(Ihre Aufgabe) Führen Sie den Auszug zur deutschen und europäischen Energiepolitik im Anschluss an seinen letzten Satz weiter.

(Ausgewählter Auszug)
● ● ● ● ●

Investitionen in Forschung und Entwicklung können dazu beitragen, die Entwicklung und den Einsatz neuer Energietechnologien und -infrastrukturen voranzutreiben, wie etwa in dezentrale Energieerzeugung, fortschrittliche Batteriespeichersysteme und intelligente Netze, die den Übergang zu einem nachhaltigeren Energiesystem unterstützen können.
Schließlich kann auch Fracking durch klassische deutsche Stärken wie hohe Ingenieurskompetenz, Innovation und nachhaltige Verbesserungen zur Überwindung von negativen Auswirkungen auf die Umwelt und für eine geringere energetische Abhängigkeit genutzt werden. -
Entwicklung einer umfassenden Energiepolitik:
Deutschland und Europa sollten eine umfassende, langfristige Energiepolitik entwickeln, die das gesamte Spektrum der verfügbaren Energiequellen und -technologien sowie die wirtschaftlichen, sozialen und ökologischen Auswirkungen der verschiedenen Energie-Entscheidungen berücksichtigt. Um den Übergang zu einer kohlenstoffarmen Energiewirtschaft sinnvoll zu erreichen, greifen bisher getroffene Maßnahmen zu kurz. Sie sind oft populistisch an der Wählergunst ausgerichtet und nicht langfristig durchdacht. Hierzu empfehle ich den Redebeitrag von Prof. Wolfgang Reitzle bei der Motorworld vom 5. Dezember 2022 zur Elektromobilität, der auf YouTube anzusehen ist.

● ● ● ● ●

(Material)
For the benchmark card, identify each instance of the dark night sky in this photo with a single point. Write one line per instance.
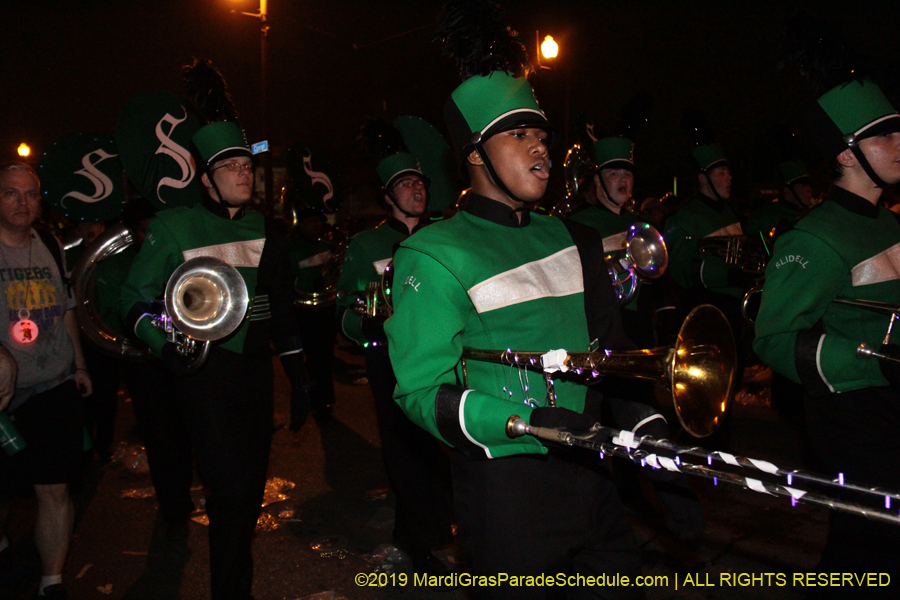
(70, 66)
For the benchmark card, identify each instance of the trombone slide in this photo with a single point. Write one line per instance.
(625, 446)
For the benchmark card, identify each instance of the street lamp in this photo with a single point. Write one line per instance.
(263, 16)
(549, 48)
(546, 50)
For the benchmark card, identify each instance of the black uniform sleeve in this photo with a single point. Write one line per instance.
(276, 280)
(601, 309)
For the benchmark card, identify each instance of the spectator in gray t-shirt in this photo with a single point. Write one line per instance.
(38, 327)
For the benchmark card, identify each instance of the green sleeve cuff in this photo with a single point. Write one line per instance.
(485, 417)
(351, 325)
(843, 370)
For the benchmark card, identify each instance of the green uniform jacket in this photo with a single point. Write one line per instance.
(844, 248)
(112, 273)
(307, 258)
(701, 217)
(614, 229)
(765, 218)
(482, 280)
(367, 255)
(179, 234)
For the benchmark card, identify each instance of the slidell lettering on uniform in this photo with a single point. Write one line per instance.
(791, 258)
(411, 282)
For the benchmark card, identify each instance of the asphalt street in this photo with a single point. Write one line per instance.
(327, 523)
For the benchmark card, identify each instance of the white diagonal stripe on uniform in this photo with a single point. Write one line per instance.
(554, 276)
(733, 229)
(884, 266)
(380, 265)
(236, 254)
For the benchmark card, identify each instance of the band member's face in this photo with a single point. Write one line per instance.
(521, 161)
(721, 180)
(619, 183)
(234, 178)
(410, 195)
(20, 199)
(803, 191)
(883, 153)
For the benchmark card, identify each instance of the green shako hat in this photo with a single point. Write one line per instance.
(851, 112)
(485, 105)
(792, 171)
(614, 153)
(220, 140)
(397, 165)
(709, 156)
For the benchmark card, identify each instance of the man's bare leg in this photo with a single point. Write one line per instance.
(53, 527)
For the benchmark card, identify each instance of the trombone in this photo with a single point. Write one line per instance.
(756, 475)
(376, 300)
(863, 351)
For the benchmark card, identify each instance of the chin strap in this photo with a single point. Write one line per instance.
(853, 144)
(608, 196)
(712, 187)
(486, 160)
(222, 200)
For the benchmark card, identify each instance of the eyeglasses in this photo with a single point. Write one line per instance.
(409, 183)
(236, 167)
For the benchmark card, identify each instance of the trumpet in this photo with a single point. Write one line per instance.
(331, 272)
(698, 371)
(643, 254)
(738, 251)
(376, 299)
(206, 299)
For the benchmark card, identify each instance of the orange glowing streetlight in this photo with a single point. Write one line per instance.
(549, 48)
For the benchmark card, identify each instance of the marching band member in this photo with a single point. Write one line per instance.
(416, 466)
(308, 255)
(847, 247)
(228, 402)
(706, 214)
(613, 185)
(497, 276)
(796, 200)
(41, 333)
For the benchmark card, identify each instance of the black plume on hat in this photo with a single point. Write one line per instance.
(208, 92)
(635, 115)
(380, 139)
(474, 34)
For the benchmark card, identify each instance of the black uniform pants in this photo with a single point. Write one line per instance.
(858, 434)
(533, 514)
(100, 407)
(417, 468)
(163, 429)
(228, 407)
(318, 331)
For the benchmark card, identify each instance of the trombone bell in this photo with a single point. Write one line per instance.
(698, 371)
(206, 298)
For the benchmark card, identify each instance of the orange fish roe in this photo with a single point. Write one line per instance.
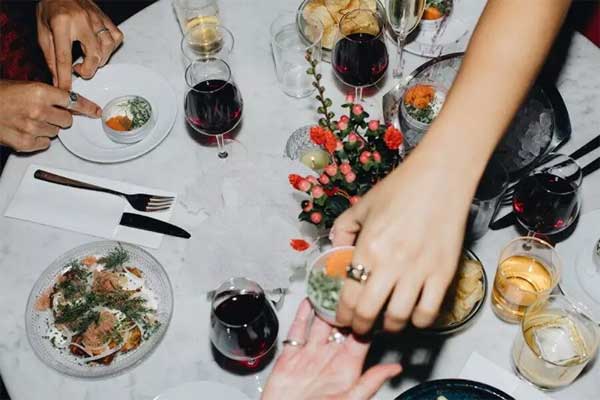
(419, 96)
(337, 262)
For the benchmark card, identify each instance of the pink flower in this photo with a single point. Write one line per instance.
(331, 169)
(357, 109)
(345, 168)
(354, 200)
(316, 217)
(365, 157)
(304, 185)
(350, 177)
(317, 192)
(324, 179)
(373, 125)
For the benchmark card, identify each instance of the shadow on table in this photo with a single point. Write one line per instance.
(415, 351)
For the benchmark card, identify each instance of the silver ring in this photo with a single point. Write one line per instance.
(358, 273)
(104, 29)
(73, 97)
(294, 343)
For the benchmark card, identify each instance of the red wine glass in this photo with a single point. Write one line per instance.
(243, 323)
(547, 201)
(360, 58)
(213, 102)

● ● ● ● ●

(Die Antwort)
Insgesamt müssen Deutschland und Europa beim Energiemanagement einen ganzheitlichen Ansatz verfolgen, der ihre spezifischen Energiebedürfnisse und Herausforderungen berücksichtigt und auf die Entwicklung eines vielfältigen und nachhaltigen Energiemixes hinarbeitet. Internationale Zusammenarbeit und Partnerschaften über kontinentale Grenzen hinaus sind hierfür absolut notwendig. Dies unterstreicht einmal mehr den gesellschaftlichen, ökonomischen und politischen Mehrwert, den internationale Foren, wie sie die Atlantik-Brücke bietet, leisten können und müssen.